→ Work instructions
Output a verbatim copy of the data, cut off after the line that contains "pixel 88 23".

[Records from a dataset]

....................

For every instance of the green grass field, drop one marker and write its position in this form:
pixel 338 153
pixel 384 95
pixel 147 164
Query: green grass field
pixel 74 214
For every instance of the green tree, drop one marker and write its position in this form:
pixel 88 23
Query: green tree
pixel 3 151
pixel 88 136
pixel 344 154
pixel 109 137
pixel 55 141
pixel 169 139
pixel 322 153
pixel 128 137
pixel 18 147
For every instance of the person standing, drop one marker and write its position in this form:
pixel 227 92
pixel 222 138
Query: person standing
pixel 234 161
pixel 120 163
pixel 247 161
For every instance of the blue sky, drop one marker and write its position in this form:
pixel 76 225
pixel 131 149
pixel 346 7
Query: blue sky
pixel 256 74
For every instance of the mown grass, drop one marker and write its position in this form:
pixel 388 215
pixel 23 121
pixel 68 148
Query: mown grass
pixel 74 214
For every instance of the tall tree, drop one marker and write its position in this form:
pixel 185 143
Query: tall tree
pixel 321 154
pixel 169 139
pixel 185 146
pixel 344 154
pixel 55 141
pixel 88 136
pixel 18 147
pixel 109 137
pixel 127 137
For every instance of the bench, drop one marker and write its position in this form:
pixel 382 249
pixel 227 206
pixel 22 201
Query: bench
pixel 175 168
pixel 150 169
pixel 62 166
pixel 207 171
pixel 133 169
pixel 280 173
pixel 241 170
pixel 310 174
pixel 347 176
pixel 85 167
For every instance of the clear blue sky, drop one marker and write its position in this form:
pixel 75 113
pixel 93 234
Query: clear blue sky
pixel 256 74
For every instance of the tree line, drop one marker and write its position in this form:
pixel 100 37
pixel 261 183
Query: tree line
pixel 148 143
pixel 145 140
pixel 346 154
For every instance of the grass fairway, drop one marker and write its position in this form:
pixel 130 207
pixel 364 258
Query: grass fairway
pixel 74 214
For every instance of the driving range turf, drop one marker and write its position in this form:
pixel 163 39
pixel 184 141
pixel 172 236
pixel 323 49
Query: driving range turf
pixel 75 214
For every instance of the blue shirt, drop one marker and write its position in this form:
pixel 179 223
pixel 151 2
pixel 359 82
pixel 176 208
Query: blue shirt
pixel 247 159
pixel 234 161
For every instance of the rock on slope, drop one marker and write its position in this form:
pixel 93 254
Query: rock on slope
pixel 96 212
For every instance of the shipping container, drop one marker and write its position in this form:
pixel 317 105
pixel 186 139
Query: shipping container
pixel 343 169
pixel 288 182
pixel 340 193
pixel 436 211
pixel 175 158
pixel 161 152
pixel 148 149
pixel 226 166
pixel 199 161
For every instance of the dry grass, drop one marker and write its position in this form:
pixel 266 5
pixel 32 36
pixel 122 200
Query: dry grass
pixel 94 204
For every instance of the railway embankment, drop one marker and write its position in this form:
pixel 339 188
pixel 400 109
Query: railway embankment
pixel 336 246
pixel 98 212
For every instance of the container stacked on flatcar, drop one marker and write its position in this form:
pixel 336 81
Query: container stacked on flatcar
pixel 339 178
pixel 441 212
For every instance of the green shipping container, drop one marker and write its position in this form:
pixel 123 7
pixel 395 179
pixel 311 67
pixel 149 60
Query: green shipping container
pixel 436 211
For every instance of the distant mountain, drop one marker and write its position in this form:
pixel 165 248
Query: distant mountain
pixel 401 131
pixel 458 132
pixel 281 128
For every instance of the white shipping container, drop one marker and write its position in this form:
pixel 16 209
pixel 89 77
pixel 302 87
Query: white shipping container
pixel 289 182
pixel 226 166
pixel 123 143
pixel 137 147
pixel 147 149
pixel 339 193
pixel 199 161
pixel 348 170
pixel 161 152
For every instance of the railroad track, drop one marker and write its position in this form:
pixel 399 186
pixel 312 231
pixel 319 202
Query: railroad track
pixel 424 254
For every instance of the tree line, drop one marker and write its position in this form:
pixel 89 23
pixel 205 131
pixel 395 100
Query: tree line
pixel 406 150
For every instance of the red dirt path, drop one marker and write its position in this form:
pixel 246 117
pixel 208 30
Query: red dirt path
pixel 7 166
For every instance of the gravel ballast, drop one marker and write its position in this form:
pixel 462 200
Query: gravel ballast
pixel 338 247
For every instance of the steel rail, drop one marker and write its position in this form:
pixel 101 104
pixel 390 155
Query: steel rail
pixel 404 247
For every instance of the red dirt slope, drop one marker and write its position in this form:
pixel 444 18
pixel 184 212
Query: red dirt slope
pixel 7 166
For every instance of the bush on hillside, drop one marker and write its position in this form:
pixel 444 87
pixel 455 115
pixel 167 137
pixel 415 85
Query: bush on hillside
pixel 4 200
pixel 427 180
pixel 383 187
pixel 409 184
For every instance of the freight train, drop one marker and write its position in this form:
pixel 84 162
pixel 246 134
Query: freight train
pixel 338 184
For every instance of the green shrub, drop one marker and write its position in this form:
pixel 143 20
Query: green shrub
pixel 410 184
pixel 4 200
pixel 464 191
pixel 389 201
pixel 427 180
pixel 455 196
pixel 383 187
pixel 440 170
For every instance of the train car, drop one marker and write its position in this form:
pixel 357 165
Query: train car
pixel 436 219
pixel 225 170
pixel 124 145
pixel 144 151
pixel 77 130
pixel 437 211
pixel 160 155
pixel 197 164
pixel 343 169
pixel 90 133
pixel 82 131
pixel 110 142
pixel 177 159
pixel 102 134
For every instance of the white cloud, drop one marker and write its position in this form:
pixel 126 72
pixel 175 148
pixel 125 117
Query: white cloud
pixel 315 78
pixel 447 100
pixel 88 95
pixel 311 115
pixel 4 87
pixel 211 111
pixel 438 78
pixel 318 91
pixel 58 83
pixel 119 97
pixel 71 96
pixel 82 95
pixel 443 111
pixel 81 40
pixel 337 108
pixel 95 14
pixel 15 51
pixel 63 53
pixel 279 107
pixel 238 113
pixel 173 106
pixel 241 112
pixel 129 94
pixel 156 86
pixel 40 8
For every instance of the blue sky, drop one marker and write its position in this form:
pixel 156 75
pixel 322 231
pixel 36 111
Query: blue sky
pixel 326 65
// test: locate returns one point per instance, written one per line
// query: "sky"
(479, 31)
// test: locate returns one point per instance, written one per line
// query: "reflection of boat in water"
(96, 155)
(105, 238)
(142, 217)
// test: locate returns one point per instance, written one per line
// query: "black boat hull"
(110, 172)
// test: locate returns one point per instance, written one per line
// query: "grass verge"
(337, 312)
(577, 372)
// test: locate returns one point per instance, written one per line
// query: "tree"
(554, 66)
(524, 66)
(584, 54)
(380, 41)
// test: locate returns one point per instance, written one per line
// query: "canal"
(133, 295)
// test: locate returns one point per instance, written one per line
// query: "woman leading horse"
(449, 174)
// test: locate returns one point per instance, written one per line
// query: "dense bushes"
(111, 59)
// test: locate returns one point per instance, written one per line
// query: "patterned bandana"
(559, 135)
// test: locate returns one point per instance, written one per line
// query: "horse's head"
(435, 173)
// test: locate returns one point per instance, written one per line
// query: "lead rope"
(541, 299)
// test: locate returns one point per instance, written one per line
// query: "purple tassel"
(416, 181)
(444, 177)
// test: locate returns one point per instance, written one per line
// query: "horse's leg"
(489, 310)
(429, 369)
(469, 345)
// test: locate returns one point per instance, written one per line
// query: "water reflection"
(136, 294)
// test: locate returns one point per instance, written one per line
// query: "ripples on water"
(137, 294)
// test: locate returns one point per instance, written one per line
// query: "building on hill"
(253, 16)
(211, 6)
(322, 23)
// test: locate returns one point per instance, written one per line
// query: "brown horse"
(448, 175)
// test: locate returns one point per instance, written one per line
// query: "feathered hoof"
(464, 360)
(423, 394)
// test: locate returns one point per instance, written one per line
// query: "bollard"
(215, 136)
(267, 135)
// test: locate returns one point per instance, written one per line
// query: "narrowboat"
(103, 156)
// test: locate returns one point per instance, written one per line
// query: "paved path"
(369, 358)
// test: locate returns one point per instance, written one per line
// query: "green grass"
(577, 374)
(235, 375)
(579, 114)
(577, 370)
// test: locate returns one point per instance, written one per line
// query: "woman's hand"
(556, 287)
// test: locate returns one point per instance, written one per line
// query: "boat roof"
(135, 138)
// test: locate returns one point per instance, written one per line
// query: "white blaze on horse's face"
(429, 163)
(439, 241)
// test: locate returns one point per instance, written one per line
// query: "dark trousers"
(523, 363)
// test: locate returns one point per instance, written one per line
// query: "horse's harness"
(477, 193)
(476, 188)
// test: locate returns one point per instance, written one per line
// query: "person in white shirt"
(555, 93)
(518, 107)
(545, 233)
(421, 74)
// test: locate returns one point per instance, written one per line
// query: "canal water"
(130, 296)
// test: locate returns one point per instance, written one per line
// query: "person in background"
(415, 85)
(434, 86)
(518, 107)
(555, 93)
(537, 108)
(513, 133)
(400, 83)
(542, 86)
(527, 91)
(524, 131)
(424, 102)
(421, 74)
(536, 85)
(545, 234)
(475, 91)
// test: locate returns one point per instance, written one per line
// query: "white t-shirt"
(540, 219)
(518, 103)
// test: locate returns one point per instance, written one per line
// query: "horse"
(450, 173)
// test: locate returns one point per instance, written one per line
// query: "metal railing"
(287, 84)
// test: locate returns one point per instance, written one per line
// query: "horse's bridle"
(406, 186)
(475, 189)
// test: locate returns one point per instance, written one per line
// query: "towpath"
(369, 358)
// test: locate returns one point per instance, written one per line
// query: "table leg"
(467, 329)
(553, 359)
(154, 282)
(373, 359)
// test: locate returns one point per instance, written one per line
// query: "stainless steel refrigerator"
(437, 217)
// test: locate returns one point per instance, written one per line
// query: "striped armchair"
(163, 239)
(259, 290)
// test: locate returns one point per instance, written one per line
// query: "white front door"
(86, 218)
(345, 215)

....................

→ Exercise solution
For every instance of the green grass field, drop one marker and write its position in this form:
pixel 338 153
pixel 384 95
pixel 147 164
Query: green grass field
pixel 74 214
For every instance of the green tree, drop one marker and write its position in this form:
pixel 88 23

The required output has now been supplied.